TEXT EXTRACT:
Frequently Asked Questions

The OpenMDW License Agreement v1.0 (“OpenMDW‑1.0”) is a permissive open‑source license crafted specifically for machine‑learning models and their associated artifacts (“Model Materials”). Its goal is to provide a single, clear framework that providers of Model Materials can apply to grant rights to downstream users under all relevant intellectual‑property regimes, including copyright, patent, database and trade secrets.

Under OpenMDW‑1.0, Model Materials include:

  1. Machine‑learning models (architecture and parameters); and
  2. All related artifacts (including associated data, documentation and software) that are provided under OpenMDW-1.0.

Item 1 is intended to include model components such as architecture definitions and learned parameters. Item 2 is intended to include related artifacts such as training or evaluation datasets, code (preprocessing, inference, training scripts), documentation, metadata and supporting tools; in each case for item 2, when the model provider also makes them available under OpenMDW-1.0.

AVAILABLE DATA:
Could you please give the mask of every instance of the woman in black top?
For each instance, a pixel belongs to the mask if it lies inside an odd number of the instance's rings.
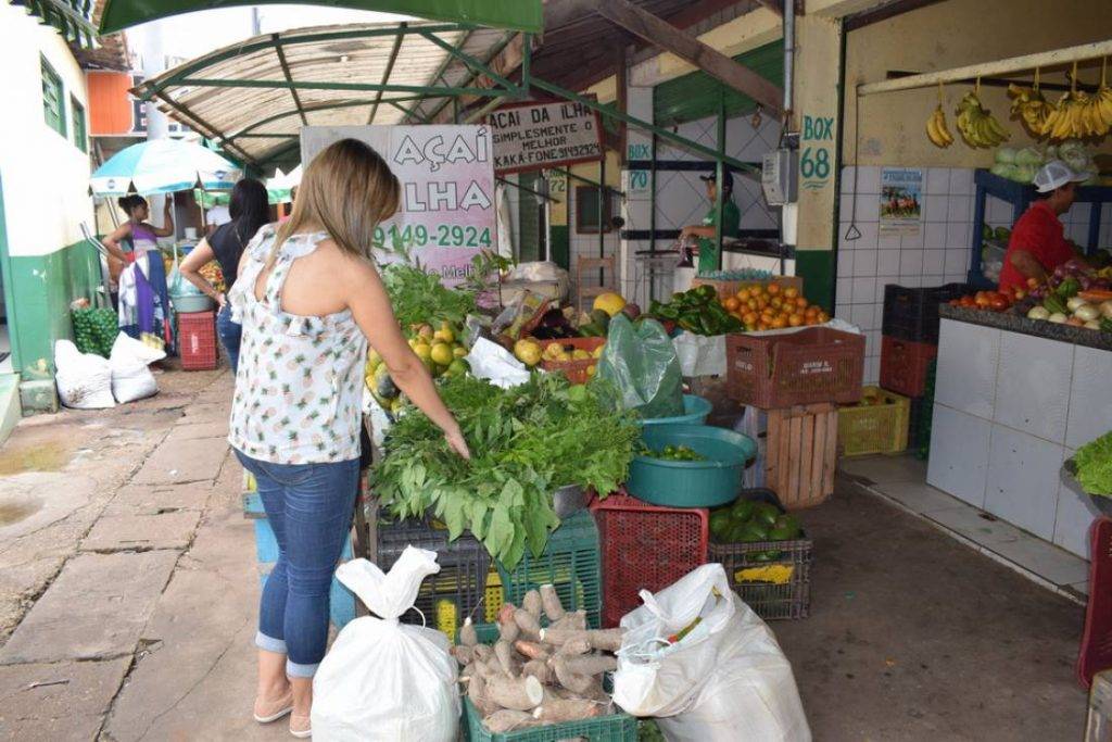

WHAT NEEDS TO BE DONE: Carry the OpenMDW‑1.0 FAQ forward, beginning right after its last sentence. The material above is independent of the OpenMDW‑1.0 text and unrelated to it.

TASK OUTPUT:
This broad definition ensures that every component critical to reproducing or extending a model can be licensed consistently. While OpenMDW-1.0 does not mandate completeness (in the sense of requiring all related components to be provided), it does provide terms that ensure the ability to use in an open and free manner any and all components that are distributed under OpenMDW-1.0.

Subject to compliance with its terms, OpenMDW‑1.0 grants unrestricted, royalty‑free permission to “deal in the Model Materials without restriction, including under all copyright, patent, database, and trade secret rights included or embodied therein.”

This is intended to include activities such as:

  • Use (run or test) the Model Materials
  • Copy and modify them
  • Distribute originals or modifications

The license imposes no field‑of‑use, royalty or geographic restrictions, encouraging broad adoption and innovation.

Applicable laws might impose their own requirements or restrictions, which of course no license is able to override. But OpenMDW-1.0 does not impose any such restrictions of its own.

When distributing any portion of the Model Materials—whether verbatim or modified—you must retain in your distribution:

  1. A copy of the OpenMDW‑1.0 license text (the LICENSE file).
  2. All original copyright and origin notices present in the Model Materials that apply to the portion you’re distributing.

No further “copyleft” or “share‑alike” requirements are imposed by OpenMDW-1.0, so derivative works may be licensed differently.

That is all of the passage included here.